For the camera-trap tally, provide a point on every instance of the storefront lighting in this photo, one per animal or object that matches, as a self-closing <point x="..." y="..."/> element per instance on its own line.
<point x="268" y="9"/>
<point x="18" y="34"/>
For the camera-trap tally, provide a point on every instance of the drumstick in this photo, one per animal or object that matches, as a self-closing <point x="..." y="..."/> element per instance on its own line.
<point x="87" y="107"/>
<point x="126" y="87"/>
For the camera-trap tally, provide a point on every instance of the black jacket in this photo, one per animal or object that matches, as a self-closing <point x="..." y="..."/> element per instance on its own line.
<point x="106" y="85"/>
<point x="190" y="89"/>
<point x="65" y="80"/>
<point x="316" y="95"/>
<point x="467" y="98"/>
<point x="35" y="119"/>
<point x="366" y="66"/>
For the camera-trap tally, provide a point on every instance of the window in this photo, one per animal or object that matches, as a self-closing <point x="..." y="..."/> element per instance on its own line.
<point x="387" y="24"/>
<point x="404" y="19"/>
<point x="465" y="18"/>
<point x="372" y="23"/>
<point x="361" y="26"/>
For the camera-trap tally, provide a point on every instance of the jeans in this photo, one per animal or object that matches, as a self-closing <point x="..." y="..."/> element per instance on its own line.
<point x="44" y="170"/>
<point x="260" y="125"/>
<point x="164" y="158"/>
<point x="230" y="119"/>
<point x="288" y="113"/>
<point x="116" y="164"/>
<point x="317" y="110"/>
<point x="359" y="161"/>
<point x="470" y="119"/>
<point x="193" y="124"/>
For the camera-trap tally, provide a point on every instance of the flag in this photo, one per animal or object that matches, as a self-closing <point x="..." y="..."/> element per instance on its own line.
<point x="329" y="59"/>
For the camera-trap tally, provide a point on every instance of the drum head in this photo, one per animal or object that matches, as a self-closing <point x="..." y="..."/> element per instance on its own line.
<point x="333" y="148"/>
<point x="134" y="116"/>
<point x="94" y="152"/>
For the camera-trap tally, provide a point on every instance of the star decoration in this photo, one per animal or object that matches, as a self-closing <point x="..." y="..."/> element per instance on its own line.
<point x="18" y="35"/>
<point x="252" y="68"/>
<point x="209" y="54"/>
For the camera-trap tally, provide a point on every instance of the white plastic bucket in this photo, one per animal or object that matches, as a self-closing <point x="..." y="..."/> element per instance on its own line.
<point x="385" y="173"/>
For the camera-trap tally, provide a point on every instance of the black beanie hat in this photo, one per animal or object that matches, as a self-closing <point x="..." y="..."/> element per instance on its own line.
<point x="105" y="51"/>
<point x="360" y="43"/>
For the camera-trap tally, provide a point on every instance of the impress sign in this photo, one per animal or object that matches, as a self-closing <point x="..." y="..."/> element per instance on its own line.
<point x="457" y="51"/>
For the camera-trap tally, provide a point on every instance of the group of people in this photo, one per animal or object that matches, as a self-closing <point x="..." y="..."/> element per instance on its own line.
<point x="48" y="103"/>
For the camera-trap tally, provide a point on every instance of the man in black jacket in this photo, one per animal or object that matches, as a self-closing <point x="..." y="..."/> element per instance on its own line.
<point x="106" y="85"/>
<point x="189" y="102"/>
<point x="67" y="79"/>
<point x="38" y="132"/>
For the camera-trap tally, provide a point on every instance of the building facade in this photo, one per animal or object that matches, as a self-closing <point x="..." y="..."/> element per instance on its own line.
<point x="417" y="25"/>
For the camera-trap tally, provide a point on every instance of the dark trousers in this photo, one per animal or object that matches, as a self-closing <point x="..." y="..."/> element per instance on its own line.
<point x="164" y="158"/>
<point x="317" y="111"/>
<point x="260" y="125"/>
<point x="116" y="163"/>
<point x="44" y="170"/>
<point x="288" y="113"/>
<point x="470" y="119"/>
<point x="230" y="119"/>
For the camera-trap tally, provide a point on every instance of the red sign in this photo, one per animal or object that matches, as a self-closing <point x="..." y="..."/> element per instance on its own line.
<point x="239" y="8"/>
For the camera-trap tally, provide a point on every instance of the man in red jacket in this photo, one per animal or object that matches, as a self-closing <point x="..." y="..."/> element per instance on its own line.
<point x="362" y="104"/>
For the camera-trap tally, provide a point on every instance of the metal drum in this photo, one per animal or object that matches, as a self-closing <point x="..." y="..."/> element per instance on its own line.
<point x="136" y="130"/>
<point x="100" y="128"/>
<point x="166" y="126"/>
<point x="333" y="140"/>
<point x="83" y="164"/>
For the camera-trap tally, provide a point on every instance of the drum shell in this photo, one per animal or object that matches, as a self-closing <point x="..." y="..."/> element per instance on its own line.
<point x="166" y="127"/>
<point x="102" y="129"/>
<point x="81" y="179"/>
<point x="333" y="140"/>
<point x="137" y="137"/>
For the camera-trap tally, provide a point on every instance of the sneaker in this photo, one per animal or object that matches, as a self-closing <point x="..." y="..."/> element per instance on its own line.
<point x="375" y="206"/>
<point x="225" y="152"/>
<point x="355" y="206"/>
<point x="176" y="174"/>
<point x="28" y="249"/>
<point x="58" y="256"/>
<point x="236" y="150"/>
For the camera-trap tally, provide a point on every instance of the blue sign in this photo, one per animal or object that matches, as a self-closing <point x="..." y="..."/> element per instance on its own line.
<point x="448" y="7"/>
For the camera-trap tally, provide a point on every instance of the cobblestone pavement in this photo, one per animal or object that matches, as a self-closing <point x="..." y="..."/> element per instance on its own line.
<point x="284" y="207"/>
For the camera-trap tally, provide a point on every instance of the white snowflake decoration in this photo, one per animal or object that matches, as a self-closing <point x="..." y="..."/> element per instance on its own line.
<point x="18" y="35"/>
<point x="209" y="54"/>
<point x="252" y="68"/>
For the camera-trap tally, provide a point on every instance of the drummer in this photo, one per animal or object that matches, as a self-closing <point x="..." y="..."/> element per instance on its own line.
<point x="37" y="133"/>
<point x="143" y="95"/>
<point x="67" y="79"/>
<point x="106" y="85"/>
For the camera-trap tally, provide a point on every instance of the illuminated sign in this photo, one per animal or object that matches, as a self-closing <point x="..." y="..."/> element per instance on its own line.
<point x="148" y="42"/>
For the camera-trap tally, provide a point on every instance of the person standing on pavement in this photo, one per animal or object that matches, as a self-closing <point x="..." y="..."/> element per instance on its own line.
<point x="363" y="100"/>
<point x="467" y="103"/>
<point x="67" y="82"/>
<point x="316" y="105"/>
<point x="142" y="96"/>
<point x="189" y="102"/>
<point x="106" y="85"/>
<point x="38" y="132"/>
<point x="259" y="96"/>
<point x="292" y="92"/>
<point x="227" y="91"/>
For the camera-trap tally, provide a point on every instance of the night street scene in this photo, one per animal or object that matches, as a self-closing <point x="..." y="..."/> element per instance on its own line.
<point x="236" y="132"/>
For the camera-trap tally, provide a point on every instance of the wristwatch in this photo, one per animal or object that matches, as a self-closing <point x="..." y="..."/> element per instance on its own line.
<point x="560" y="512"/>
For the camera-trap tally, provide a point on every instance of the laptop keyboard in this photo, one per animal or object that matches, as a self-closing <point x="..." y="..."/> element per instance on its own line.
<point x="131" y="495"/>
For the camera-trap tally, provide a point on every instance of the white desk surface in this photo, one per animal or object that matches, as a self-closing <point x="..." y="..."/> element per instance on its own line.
# # # # #
Restate every record word for word.

For the camera-trap tally, provide a point on every instance of the storefront lighting in this photo, one per animal or object that matches, as a self-closing <point x="..." y="..."/> element per instance on its own line.
<point x="268" y="9"/>
<point x="18" y="34"/>
For the camera-trap tally, provide a point on every instance of the drumstick in this photo, one per animal or object that matches, as a self-closing <point x="..." y="..."/> element per instance on its own line.
<point x="87" y="107"/>
<point x="126" y="87"/>
For the camera-trap tally, provide a point on every instance of the black jacket in this photo, one per animal or object that matches, as a self-closing <point x="..." y="..."/> element per instance on its own line.
<point x="106" y="85"/>
<point x="190" y="89"/>
<point x="65" y="80"/>
<point x="316" y="95"/>
<point x="467" y="98"/>
<point x="35" y="119"/>
<point x="366" y="66"/>
For the camera-trap tally, provide a point on every instance of the window in this photo, one per animal or object that matches, as a self-closing <point x="..." y="..."/> element per instance on its own line.
<point x="387" y="24"/>
<point x="404" y="19"/>
<point x="465" y="18"/>
<point x="372" y="23"/>
<point x="361" y="26"/>
For the camera-trap tally, provide a point on every instance of the jeans in this photo, one per animal or object that matches, as a self-closing <point x="..." y="..."/> element per instance on its own line.
<point x="44" y="170"/>
<point x="260" y="125"/>
<point x="164" y="158"/>
<point x="230" y="119"/>
<point x="288" y="113"/>
<point x="116" y="164"/>
<point x="317" y="110"/>
<point x="359" y="161"/>
<point x="470" y="119"/>
<point x="193" y="124"/>
For the camera-trap tally, provide a point on every instance of the flag in this photo, one per animal or object that matches, as a self-closing <point x="..." y="..."/> element per instance on its own line.
<point x="329" y="59"/>
For the camera-trap tally, provide a point on every instance of the drum head in this photo, one per animal or object that matches, as a self-closing <point x="..." y="..."/> element per instance on its own line.
<point x="333" y="148"/>
<point x="134" y="116"/>
<point x="94" y="152"/>
For the camera-trap tally, provide a point on every instance of the star decoration in this photo, one per animal or object that matches, as a self-closing <point x="..." y="..."/> element per instance on its own line.
<point x="18" y="35"/>
<point x="252" y="68"/>
<point x="209" y="54"/>
For the camera-trap tally, provide a point on every instance of the white plastic bucket in this photo, one per animal or object that matches, as a self-closing <point x="..." y="..."/> element per instance on its own line.
<point x="385" y="173"/>
For the camera-trap tally, provide a point on every instance of the black beanie hat in this photo, one per animal or object that matches, as a self-closing <point x="..." y="..."/> element per instance on its own line.
<point x="105" y="51"/>
<point x="360" y="43"/>
For the camera-trap tally, provide a point on every instance of the impress sign in this photo, one per animal or object that matches, as a self-closing <point x="..." y="..."/> element per instance on its own line.
<point x="457" y="51"/>
For the camera-trap tally, provide a point on every instance of the group of people in this photo, one per animal or object that matches, as a self-closing <point x="..." y="..."/> element per instance on its own line.
<point x="48" y="103"/>
For the camera-trap tally, provide a point on every instance of the man in black jacket in this photo, one per animal or object that matches, as a self-closing <point x="..." y="..."/> element per instance on its own line.
<point x="106" y="85"/>
<point x="189" y="102"/>
<point x="67" y="79"/>
<point x="38" y="132"/>
For the camera-trap tally, provide a point on every instance of the building facade in this photo, one per animal or object that matches, as a self-closing <point x="..." y="..."/> element per instance on its own line.
<point x="417" y="25"/>
For the camera-trap tally, provide a point on every instance of the dark trousers in this photo, one per animal or object that matches, as a self-closing <point x="..." y="..."/> element per instance on its own line.
<point x="164" y="158"/>
<point x="317" y="111"/>
<point x="260" y="125"/>
<point x="116" y="163"/>
<point x="44" y="170"/>
<point x="288" y="113"/>
<point x="470" y="119"/>
<point x="230" y="119"/>
For the camera-trap tally, provide a point on every instance of the red sign in this photo, one per animal or object that matches, as a self-closing <point x="..." y="..."/> element per instance on its own line.
<point x="239" y="8"/>
For the camera-trap tally, provide a point on every instance of the man in red jacket in this photo, one per animal or object that matches, as a self-closing <point x="..." y="..."/> element per instance on its own line.
<point x="362" y="104"/>
For the camera-trap tally, provide a point on every instance of the metal drum in this photo, one per animal or object that matches, as a self-closing <point x="..." y="..."/> element per instance on its own line.
<point x="136" y="130"/>
<point x="100" y="128"/>
<point x="166" y="126"/>
<point x="333" y="140"/>
<point x="83" y="164"/>
For the camera-trap tally, provide a point on every instance of the drum shell in this photo, one per animal or object that matches, as a self-closing <point x="..." y="..."/> element per instance on its own line.
<point x="166" y="127"/>
<point x="102" y="129"/>
<point x="81" y="179"/>
<point x="333" y="140"/>
<point x="137" y="137"/>
For the camera-trap tally, provide a point on every instance of the sneaker in this photo, one per animal or object that matches, as a self-closing <point x="..." y="..."/> element per instance on its own line.
<point x="375" y="206"/>
<point x="225" y="152"/>
<point x="355" y="206"/>
<point x="176" y="174"/>
<point x="28" y="249"/>
<point x="58" y="256"/>
<point x="236" y="150"/>
For the camera-trap tally, provide a point on every instance of the blue sign in this photo, one per animal or object that matches, as a self-closing <point x="..." y="..."/> element per instance on its own line.
<point x="448" y="7"/>
For the camera-trap tally, provide a point on every instance of the cobblestone pavement in this photo, one per animal or object that matches, as a self-closing <point x="..." y="..."/> element per instance on its own line.
<point x="284" y="207"/>
For the camera-trap tally, provide a point on every instance of the white snowflake decoration in this photo, one per animal or object that matches, as a self-closing <point x="..." y="..."/> element per instance on its own line.
<point x="18" y="35"/>
<point x="209" y="54"/>
<point x="252" y="68"/>
For the camera-trap tally, provide a point on every instance of the drummer in this photo, one per animal or object that matches, as a self-closing <point x="..." y="..."/> element per instance on its own line.
<point x="37" y="133"/>
<point x="143" y="95"/>
<point x="67" y="79"/>
<point x="106" y="85"/>
For the camera-trap tally, provide a point on every instance of the illuminated sign in this photo, one per animal or object that matches, as a self-closing <point x="..." y="..."/> element per instance on its own line.
<point x="148" y="42"/>
For the camera-trap tally, provide a point on every instance of the person standing on pavement in this photo, one per animal or object that matches, as a self-closing <point x="..." y="..."/> element per instance on its own line.
<point x="363" y="100"/>
<point x="467" y="103"/>
<point x="67" y="82"/>
<point x="316" y="105"/>
<point x="142" y="96"/>
<point x="189" y="102"/>
<point x="106" y="85"/>
<point x="38" y="132"/>
<point x="259" y="96"/>
<point x="292" y="92"/>
<point x="227" y="91"/>
For the camera-trap tally, provide a point on every instance of the night street scene in this photo, one per animal or object that matches, as a self-closing <point x="..." y="..."/> element per instance on its own line.
<point x="236" y="132"/>
For the camera-trap tally, provide a point on every instance of the wristwatch in this photo, one per animal or object that matches, as a self-closing <point x="..." y="..."/> element per instance on its own line.
<point x="560" y="512"/>
For the camera-trap tally, provide a point on every instance of the laptop keyboard in this photo, one per animal or object that matches, as a self-closing <point x="..." y="..."/> element per instance on its own line.
<point x="131" y="495"/>
For the camera-trap tally, provide a point on every instance of the white desk surface in this photo, one per animal or object that matches, as a self-closing <point x="..." y="..."/> element per instance on its own line.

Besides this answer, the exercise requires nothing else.